___ RAW DATA

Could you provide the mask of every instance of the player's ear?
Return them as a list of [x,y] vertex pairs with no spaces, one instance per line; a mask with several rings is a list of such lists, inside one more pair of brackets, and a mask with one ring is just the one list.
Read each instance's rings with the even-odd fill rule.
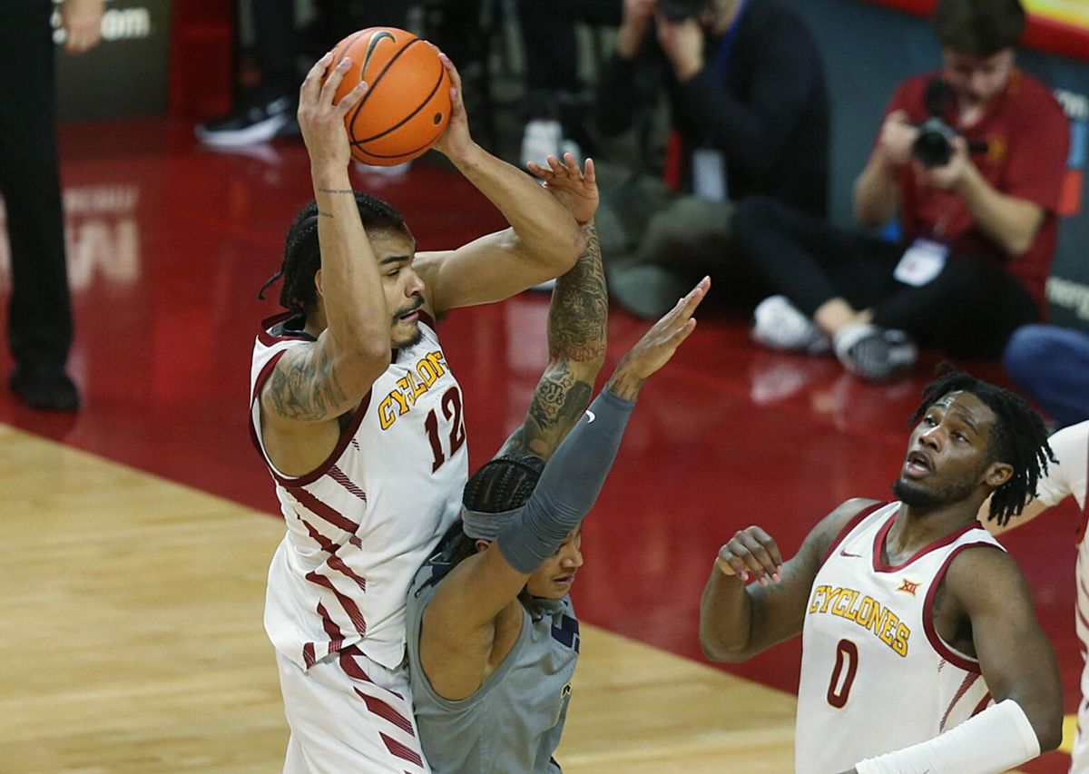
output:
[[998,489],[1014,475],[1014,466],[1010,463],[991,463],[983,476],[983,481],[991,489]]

______
___ RAW DATA

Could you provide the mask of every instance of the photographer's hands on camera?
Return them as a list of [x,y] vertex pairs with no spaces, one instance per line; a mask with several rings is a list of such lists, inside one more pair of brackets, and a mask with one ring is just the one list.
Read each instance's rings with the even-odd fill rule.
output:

______

WRITTEN INSTRUCTION
Count the lines above that contain the string "mask", with case counting, and reply with the number alone.

ANSWER FOR THIS EXERCISE
4